▶ _WHAT YOU HAVE TO DO_:
Give every entry below again, exactly as written, and skip the images.

▶ _INFORMATION SUPPLIED_:
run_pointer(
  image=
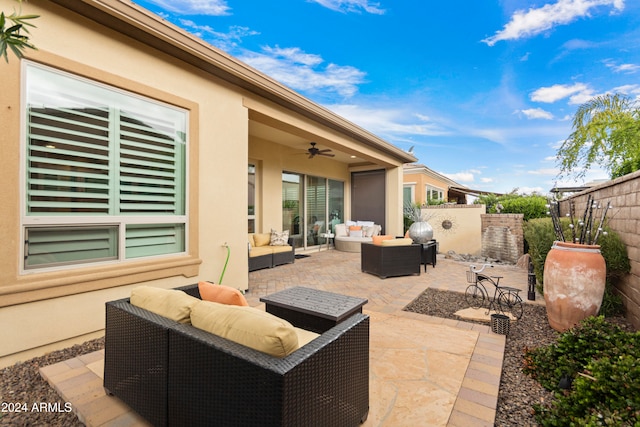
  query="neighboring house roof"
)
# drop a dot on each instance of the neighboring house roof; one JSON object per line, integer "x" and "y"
{"x": 134, "y": 21}
{"x": 418, "y": 168}
{"x": 453, "y": 186}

▶ _ANSWER SECTION_:
run_pointer(
  image=
  query="neighboring house roof"
)
# drop a dot on each instance of the neighboring house roof; one JSON object per line, integer "x" and "y"
{"x": 134, "y": 21}
{"x": 418, "y": 168}
{"x": 453, "y": 186}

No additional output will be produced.